*SOURCE EXTRACT*.
━━━━━━━━━━━━━━━━

Materials: Who Am I? cards; for each small group: Who Am I? picture chart.
WINTER FOOD BOUQUET
Objective: To look for and collect wintering plants in a tiny bouquet and consider how they provide a source of food for animals.
WARNING: Before collecting winter weeds, check your school grounds for poisonous plants, such as poison ivy, which has white berries in winter. If there are not many weeds on the school grounds, bring in a supply from elsewhere to supplement those that the children collect themselves.
Using a small (walnut-sized) piece of soda-cornstarch play dough* as a base, add winter weeds, berries, and woody twigs with seeds and buds to make a tiny bouquet (about three inches high). Initial the bases with a toothpick. These can be baked, briefly, to harden the bases. See below for directions.
What will happen to the plants in your bouquet in the spring? What parts of your bouquet might an animal that is active in winter eat?
Materials: three-inch stems of a variety of plants in winter such as seed heads, twigs with buds, berries, or other seeds; white play dough (recipes below); clippers and scissors; toothpicks; optional: cookie sheet, oven to bake dough. (Note: remember that anything juicy, like berries or evergreen needles, won’t last.)
*Play dough recipe with baking soda and cornstarch (pure white, keeps sharp detail, bakes hard but brittle): Mix 4 cups baking soda, 2 cups cornstarch, 2½ cups water in saucepan. This recipe is gluten-free. Follow cooking directions below.
*Play dough recipe with flour and salt (off-white, very elastic, good for modeling, dries hard): Mix 2 cups flour, 1 cup salt, 4 tsp. cream of tartar, 2 tbsp. vegetable oil, and 2 cups water in a saucepan. For gluten-free, substitute 1 cup rice flour and 1 cup cornstarch for the 2 cups flour. Follow cooking directions below.
Mix all ingredients in saucepan and cook over medium heat, stirring constantly. Cook about ten minutes, until it’s like mashed potatoes. Turn out on a plate, cover with damp cloth, and let cool. Knead until smooth, then store in airtight container.
To bake, heat oven to 350°F, add bouquets, turn off oven immediately and let cool. (Keep an eye on the bouquets in the oven and remove when cool.) Repeat if needed.
Objective: To use drawing and/or writing to imagine the life cycle of an animal or plant.
Create a story in words, pictures, or both about an animal in winter. In small groups, have the children share their journal entries with each other.
Materials: journal or paper and clipboards, pencils; optional: colored pencils.
Objective: To review and share personal thoughts about winter and how living things survive it.
Ask the children to tell one new thing they learned about how a plant or animal lives through the winter. Or have them pick which winter survival strategy is their favorite.
A STEP BEYOND
Plant Challenge: Challenge the children to find plants (other than conifers) that have green leaves in winter (e.g. mosses, some ferns, mullein, rhododendrons.) What benefit might these plants get from keeping their leaves in winter?

━━━━━━━━━━━━━━━━

Rows from a pointing dataset:
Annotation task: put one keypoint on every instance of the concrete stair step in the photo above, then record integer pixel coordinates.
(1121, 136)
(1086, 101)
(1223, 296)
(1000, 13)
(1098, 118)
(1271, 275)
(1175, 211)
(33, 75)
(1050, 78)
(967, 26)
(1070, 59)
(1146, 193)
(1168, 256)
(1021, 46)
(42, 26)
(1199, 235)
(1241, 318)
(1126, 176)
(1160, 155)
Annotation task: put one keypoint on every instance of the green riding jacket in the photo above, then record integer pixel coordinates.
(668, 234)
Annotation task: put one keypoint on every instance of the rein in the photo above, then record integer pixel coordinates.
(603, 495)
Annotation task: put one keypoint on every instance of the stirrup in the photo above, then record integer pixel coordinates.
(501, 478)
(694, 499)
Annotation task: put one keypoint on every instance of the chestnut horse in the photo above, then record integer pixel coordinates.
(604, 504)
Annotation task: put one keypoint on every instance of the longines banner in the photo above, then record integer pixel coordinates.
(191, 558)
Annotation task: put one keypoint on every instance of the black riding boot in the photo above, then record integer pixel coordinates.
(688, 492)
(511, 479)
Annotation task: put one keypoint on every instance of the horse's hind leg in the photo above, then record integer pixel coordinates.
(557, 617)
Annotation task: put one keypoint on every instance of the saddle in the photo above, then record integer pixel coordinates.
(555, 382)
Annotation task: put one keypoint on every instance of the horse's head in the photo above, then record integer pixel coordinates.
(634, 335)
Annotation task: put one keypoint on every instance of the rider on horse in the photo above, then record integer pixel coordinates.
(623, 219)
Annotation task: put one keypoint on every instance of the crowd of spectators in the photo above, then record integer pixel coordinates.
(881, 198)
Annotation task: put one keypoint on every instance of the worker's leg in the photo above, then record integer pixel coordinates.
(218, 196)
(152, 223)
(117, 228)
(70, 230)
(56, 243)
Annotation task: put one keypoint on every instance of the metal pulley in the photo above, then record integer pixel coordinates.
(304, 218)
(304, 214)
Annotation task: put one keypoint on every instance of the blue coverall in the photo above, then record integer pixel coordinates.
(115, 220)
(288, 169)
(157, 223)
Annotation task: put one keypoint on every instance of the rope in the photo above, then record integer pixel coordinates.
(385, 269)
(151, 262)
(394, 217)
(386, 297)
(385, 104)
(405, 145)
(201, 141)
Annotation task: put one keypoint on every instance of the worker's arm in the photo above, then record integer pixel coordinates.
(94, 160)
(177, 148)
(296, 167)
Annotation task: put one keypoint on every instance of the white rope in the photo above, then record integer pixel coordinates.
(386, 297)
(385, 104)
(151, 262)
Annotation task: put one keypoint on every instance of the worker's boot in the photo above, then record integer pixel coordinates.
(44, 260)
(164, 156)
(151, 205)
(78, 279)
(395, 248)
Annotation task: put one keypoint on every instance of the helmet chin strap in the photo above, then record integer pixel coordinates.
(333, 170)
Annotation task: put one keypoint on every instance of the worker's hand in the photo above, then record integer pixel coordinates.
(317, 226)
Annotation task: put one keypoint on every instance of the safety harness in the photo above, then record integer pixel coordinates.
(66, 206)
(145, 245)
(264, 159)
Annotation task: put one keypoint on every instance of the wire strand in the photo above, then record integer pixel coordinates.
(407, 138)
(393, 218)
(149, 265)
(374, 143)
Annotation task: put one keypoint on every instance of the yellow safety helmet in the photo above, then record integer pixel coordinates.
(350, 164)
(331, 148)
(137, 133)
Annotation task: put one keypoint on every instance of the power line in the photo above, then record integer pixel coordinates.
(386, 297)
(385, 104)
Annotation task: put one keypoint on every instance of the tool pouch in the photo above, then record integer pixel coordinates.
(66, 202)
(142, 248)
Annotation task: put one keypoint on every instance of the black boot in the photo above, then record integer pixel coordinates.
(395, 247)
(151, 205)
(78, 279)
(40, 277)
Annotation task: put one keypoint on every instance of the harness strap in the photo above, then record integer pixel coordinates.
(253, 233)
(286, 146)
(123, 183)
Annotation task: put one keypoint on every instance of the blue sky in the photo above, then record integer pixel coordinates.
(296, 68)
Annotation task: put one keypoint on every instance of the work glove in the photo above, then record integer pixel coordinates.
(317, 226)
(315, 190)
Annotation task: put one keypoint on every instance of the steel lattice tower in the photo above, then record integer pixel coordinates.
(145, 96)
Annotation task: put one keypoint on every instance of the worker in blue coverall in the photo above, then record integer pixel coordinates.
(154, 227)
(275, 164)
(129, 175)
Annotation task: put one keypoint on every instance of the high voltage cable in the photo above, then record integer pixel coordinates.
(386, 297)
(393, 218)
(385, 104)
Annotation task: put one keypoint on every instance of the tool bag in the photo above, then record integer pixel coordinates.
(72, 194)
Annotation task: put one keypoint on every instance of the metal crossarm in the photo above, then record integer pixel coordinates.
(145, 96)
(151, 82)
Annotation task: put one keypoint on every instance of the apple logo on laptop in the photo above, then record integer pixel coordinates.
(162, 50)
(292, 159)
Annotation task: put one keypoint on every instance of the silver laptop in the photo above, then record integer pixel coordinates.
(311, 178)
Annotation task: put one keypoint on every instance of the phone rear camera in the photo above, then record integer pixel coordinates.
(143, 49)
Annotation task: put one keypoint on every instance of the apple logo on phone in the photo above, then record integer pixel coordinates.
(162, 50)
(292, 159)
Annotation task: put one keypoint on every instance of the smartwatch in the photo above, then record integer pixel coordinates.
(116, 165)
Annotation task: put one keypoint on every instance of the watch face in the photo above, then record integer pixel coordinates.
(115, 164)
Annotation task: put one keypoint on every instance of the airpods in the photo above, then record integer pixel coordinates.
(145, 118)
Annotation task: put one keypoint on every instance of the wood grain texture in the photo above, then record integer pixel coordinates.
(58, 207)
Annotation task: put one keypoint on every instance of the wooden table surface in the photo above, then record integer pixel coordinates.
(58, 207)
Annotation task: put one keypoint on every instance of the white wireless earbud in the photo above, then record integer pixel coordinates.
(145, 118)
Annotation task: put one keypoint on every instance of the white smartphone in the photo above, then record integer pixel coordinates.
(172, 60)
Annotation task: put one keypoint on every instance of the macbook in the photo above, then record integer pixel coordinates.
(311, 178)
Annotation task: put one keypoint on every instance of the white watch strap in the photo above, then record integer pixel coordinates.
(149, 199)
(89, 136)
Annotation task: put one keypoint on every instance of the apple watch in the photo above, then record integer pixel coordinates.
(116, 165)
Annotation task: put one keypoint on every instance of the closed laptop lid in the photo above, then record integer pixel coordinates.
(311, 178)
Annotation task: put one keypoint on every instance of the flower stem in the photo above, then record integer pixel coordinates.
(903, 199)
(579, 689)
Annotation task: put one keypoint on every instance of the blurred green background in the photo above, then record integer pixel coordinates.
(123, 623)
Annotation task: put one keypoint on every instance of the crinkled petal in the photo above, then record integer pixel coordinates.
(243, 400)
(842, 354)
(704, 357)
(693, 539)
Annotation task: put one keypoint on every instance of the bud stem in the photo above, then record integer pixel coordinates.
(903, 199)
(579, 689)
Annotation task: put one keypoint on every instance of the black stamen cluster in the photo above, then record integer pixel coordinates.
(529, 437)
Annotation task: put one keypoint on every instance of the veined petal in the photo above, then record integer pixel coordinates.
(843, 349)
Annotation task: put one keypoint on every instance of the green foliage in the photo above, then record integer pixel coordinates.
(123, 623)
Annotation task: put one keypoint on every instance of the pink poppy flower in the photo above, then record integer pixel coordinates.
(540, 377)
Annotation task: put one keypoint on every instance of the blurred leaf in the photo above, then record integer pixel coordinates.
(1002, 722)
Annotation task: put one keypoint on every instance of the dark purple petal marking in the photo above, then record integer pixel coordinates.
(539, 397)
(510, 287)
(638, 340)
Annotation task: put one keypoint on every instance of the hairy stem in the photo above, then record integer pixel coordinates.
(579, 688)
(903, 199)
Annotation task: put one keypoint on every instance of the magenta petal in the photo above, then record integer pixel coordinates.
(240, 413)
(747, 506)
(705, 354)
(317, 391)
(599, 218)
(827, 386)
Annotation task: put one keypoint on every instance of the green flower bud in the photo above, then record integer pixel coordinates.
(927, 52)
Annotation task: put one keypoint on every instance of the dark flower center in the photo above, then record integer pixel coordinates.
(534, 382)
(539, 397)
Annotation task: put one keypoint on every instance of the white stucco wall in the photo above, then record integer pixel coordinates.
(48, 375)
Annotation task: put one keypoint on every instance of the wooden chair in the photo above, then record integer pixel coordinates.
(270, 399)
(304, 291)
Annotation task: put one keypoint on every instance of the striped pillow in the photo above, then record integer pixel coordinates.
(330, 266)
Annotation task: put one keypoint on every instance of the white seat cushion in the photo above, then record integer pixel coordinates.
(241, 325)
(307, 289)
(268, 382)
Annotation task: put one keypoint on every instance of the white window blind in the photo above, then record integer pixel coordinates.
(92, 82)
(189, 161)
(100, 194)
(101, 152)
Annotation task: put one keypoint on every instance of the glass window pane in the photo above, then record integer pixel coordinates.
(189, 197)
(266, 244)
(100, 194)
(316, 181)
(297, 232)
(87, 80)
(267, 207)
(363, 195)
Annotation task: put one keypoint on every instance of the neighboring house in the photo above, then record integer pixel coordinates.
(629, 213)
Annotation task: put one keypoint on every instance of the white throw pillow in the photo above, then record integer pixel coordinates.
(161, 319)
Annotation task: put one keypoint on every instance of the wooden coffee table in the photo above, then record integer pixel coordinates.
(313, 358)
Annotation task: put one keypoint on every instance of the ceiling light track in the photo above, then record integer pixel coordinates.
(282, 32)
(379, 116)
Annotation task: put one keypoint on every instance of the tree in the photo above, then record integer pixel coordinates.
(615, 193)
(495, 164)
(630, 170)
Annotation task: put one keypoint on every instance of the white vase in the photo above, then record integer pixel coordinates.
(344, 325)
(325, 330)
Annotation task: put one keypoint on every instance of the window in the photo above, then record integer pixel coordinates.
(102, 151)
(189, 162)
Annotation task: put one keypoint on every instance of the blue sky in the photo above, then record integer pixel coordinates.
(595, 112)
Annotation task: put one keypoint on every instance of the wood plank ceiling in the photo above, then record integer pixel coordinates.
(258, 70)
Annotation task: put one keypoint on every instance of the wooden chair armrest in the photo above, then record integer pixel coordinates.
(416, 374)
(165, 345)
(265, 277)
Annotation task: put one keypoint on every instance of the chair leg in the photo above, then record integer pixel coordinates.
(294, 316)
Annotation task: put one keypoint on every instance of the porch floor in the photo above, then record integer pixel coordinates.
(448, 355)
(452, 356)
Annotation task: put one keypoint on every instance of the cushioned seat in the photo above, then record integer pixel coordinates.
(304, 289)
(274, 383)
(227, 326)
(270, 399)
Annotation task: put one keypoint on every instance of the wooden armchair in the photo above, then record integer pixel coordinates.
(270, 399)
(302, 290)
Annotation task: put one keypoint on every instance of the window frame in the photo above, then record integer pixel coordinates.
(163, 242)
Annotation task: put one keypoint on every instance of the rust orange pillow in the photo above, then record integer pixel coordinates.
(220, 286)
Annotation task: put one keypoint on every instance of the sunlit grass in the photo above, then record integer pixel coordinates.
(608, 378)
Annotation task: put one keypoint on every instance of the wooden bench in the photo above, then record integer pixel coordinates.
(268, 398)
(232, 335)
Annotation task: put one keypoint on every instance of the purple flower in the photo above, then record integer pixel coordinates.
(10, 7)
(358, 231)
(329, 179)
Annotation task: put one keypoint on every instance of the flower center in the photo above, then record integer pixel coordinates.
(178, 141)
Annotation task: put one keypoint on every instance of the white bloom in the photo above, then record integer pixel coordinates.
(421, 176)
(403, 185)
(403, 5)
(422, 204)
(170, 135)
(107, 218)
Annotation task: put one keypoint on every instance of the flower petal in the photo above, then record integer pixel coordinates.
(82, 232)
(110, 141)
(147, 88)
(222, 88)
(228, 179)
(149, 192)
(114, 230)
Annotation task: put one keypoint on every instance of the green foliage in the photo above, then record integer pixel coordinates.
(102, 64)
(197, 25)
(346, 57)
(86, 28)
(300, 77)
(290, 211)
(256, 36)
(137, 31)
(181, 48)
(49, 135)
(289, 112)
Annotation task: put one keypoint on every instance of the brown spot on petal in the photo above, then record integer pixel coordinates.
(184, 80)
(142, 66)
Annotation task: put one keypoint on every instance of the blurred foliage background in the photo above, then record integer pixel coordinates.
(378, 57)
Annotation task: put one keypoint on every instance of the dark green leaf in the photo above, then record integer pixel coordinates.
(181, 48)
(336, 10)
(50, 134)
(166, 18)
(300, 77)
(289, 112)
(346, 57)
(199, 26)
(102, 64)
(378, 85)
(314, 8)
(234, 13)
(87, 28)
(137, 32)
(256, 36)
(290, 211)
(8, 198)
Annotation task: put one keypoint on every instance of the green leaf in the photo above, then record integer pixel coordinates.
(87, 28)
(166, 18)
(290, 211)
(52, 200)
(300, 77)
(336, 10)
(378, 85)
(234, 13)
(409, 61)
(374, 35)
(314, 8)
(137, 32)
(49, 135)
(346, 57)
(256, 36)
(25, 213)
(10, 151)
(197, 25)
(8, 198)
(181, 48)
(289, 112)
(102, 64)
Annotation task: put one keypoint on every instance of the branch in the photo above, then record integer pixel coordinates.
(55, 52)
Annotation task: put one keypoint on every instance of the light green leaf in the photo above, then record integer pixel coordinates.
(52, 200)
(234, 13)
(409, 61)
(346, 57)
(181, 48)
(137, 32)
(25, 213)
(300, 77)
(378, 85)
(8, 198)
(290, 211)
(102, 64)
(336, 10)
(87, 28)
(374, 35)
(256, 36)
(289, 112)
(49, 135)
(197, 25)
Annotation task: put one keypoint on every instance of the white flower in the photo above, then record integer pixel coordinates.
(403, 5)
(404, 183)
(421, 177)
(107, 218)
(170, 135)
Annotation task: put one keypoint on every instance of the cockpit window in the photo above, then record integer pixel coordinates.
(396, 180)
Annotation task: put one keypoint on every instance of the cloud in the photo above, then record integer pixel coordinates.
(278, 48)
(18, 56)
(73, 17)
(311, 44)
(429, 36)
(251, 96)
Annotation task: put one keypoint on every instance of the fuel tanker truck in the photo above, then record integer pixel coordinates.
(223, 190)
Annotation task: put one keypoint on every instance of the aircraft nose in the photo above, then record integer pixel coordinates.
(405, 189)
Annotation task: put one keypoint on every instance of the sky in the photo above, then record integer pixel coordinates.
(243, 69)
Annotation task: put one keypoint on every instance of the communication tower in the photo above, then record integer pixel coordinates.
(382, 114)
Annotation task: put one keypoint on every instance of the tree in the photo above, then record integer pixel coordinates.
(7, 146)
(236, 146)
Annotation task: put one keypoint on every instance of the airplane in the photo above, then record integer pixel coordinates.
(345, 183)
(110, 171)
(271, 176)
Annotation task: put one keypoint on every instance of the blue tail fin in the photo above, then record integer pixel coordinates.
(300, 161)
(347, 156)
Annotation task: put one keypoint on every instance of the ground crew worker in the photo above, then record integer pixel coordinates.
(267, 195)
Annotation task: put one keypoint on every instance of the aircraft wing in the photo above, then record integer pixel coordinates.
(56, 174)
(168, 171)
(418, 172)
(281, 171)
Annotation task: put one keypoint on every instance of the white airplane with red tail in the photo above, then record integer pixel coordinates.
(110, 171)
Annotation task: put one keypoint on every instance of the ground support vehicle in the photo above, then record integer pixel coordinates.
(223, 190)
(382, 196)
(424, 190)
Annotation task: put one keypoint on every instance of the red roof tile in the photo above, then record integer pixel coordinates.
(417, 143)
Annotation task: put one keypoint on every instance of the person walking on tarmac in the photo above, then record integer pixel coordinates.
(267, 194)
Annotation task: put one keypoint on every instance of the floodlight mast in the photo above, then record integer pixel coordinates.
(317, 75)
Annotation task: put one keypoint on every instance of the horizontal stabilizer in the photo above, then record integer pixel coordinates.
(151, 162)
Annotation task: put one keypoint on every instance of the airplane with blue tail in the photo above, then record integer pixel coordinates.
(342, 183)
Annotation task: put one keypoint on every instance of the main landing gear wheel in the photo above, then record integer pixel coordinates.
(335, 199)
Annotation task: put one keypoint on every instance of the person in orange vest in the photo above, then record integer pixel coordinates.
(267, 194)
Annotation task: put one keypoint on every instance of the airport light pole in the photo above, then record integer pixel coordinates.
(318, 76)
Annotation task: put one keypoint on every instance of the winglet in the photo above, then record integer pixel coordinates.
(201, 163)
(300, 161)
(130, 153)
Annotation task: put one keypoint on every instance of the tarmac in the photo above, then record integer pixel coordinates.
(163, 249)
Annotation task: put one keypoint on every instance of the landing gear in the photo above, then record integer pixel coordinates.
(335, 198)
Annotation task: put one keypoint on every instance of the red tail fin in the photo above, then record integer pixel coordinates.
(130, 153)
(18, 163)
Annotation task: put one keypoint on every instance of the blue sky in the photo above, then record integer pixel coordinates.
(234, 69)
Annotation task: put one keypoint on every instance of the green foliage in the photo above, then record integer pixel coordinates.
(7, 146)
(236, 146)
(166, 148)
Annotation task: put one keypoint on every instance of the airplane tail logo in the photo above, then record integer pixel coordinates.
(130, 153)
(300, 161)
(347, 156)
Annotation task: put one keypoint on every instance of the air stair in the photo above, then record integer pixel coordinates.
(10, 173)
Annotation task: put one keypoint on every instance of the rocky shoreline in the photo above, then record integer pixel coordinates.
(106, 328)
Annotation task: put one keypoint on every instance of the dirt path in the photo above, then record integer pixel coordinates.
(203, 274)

━━━━━━━━━━━━━━━━

In the winter activity text above, for roughly how long is the play dough cooked, and what should it resemble when it is done?

About ten minutes, until it is like mashed potatoes.